What you have to do » Could you return only the lines that run from the line with "the horse grazing" through the final line of the data, exactly as they stand?

Available records Block Start

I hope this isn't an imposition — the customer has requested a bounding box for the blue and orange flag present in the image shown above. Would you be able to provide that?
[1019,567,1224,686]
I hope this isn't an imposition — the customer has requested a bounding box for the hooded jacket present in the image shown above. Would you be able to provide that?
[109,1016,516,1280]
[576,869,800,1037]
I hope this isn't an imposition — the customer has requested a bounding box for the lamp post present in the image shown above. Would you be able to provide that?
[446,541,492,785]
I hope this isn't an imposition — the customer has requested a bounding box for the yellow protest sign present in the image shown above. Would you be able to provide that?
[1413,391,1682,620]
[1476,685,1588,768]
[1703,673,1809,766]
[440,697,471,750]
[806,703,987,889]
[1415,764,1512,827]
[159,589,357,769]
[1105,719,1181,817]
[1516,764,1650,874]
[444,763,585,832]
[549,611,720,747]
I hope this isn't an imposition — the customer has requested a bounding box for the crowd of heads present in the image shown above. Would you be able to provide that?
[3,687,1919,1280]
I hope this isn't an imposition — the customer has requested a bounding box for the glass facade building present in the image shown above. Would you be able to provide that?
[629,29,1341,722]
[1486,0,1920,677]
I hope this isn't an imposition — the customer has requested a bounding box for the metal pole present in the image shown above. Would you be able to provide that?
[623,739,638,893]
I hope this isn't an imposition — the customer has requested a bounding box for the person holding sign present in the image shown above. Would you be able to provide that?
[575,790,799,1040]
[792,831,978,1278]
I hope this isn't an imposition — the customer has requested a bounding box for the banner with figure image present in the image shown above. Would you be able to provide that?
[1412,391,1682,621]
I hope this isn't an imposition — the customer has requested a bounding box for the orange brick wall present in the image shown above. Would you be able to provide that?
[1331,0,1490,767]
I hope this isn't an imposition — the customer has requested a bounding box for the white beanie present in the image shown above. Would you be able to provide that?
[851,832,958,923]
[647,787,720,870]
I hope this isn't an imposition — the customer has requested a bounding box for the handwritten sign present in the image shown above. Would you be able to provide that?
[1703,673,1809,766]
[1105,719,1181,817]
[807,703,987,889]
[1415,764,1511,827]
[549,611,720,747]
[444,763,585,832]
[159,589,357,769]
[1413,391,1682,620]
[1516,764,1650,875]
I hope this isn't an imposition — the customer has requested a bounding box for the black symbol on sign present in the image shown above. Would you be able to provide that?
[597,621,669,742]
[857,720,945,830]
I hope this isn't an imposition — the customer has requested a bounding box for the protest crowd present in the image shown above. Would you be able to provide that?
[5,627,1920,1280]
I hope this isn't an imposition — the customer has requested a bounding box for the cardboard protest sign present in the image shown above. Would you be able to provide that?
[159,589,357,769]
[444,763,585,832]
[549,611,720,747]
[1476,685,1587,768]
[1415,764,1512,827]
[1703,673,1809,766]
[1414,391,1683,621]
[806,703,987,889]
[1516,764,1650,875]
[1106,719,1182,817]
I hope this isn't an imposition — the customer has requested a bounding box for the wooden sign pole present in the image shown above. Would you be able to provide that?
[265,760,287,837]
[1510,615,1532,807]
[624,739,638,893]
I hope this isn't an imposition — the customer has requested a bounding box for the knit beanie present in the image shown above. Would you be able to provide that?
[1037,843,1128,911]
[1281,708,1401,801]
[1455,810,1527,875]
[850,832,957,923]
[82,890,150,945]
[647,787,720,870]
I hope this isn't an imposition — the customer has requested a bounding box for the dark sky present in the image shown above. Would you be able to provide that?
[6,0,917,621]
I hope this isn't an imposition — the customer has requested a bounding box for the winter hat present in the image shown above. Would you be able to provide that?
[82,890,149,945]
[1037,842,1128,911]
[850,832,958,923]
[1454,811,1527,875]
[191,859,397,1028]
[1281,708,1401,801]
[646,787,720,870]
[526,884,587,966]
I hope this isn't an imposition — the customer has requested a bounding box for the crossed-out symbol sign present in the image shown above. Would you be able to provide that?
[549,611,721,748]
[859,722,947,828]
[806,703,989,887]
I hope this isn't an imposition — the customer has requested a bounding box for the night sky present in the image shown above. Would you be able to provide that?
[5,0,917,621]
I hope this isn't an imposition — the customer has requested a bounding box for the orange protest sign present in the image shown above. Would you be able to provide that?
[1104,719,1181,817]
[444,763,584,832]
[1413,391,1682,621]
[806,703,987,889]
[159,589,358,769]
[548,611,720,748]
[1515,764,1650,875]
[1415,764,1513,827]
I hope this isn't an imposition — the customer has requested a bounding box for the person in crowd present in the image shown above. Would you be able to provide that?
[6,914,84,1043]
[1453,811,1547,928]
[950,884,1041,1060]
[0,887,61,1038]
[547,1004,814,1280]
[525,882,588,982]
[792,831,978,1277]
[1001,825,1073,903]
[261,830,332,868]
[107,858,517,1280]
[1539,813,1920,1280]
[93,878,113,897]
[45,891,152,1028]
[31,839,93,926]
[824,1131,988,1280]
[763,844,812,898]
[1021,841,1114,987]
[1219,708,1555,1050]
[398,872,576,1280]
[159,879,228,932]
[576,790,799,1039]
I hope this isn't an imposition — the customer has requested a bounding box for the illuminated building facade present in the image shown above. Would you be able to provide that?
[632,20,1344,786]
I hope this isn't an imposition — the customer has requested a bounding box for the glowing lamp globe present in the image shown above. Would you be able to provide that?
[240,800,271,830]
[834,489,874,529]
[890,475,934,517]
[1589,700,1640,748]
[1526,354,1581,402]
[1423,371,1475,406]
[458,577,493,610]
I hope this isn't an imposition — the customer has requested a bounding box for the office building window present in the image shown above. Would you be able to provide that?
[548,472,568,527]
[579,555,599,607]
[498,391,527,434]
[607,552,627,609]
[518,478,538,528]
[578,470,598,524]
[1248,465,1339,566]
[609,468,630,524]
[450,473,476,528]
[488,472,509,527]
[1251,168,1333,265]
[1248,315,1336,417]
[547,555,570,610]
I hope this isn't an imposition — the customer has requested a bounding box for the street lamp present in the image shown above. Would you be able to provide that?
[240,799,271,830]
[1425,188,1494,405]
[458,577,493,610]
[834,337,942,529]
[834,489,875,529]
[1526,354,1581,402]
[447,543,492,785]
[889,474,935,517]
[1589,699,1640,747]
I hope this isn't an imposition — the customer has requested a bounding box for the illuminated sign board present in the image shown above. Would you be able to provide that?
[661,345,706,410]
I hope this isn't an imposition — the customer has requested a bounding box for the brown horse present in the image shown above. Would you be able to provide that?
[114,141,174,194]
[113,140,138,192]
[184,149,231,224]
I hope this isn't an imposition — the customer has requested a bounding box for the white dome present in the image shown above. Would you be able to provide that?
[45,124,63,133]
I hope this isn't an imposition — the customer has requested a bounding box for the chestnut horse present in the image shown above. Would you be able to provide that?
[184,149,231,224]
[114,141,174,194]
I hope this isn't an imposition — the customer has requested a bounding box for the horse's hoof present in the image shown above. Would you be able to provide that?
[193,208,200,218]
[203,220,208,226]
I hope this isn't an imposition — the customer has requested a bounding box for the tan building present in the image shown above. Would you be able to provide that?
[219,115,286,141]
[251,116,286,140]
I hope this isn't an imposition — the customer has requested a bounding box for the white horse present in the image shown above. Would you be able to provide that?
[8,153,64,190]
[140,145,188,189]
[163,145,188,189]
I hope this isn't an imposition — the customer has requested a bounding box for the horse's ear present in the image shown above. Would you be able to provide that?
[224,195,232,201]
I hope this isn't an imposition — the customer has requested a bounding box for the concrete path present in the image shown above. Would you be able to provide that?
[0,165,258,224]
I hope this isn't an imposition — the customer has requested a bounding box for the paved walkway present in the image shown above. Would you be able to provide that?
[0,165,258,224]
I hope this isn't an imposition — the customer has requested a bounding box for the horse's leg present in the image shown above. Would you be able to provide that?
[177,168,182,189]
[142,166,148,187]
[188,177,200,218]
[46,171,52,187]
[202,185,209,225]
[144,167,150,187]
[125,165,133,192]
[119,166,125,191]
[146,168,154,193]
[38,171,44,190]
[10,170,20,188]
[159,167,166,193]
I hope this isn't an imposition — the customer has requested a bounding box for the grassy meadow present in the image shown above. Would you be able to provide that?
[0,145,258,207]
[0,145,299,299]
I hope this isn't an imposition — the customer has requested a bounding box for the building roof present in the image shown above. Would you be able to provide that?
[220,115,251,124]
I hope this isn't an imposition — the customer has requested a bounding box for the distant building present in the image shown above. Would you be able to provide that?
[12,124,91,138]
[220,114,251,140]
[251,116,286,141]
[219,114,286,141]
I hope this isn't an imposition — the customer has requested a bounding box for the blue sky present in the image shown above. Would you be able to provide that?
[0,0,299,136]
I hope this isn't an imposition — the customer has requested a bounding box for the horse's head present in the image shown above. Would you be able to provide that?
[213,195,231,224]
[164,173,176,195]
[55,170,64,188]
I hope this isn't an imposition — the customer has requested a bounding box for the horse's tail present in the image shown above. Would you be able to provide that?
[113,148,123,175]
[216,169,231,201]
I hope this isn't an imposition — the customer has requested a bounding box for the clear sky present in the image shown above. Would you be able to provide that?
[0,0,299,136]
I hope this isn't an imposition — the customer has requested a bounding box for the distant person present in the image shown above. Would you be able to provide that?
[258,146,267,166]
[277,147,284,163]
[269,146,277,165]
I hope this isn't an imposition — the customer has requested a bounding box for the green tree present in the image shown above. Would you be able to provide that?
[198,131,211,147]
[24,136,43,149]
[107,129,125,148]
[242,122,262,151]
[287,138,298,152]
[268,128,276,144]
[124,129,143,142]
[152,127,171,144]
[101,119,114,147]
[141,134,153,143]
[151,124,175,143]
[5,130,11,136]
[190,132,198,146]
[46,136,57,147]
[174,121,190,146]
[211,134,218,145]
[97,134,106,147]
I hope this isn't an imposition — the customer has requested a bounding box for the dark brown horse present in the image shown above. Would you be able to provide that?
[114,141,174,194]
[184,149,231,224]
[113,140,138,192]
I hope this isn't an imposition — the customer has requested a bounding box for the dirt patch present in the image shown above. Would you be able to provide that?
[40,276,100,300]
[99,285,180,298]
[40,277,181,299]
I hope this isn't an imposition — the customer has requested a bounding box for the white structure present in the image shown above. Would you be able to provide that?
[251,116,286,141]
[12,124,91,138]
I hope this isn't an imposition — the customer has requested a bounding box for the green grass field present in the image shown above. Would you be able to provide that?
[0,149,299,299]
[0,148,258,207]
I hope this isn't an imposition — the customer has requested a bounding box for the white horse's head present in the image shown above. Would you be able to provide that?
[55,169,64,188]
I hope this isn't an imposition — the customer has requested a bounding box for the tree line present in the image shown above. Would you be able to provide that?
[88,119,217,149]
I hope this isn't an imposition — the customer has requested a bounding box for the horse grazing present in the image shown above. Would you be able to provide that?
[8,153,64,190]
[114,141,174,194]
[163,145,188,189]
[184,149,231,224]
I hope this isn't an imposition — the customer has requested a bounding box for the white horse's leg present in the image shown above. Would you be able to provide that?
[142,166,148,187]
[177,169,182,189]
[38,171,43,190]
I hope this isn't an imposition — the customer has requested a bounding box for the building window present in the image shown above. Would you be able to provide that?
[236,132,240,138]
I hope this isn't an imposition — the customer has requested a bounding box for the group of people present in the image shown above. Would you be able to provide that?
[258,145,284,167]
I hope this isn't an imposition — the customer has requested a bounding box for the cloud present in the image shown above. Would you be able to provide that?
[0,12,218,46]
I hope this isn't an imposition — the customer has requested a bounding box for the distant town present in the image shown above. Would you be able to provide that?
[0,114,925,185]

Available records Block End

Exercise answer »
I hope this isn't an imposition — the customer has requested a bounding box for the horse grazing present in the image shown above. Would you be able to provide that?
[8,153,64,190]
[114,141,174,194]
[163,145,188,189]
[184,149,231,224]
I hope this isn't an imposition — the customer has requested a bounding box for the white horse's leg present in the image shown above. Would you be able to provide that?
[142,166,148,187]
[177,169,182,189]
[38,171,43,190]
I hope this isn't an imposition — the customer has requested a bounding box for the building window present in the image shown above. Would you be able to provide that?
[236,132,240,138]
I hope this isn't an imposition — the customer has requested a bounding box for the group of people present in the image shown above. Would you be able to provide that?
[258,145,284,167]
I hope this isn't an imposition — the customer has requested a bounding box for the cloud present in the image shown above. Would you be able to provide that?
[0,12,218,46]
I hope this isn't an imposition — the customer has requested a bounding box for the distant town present in the image shown above. Would you be able to provide that?
[0,114,925,185]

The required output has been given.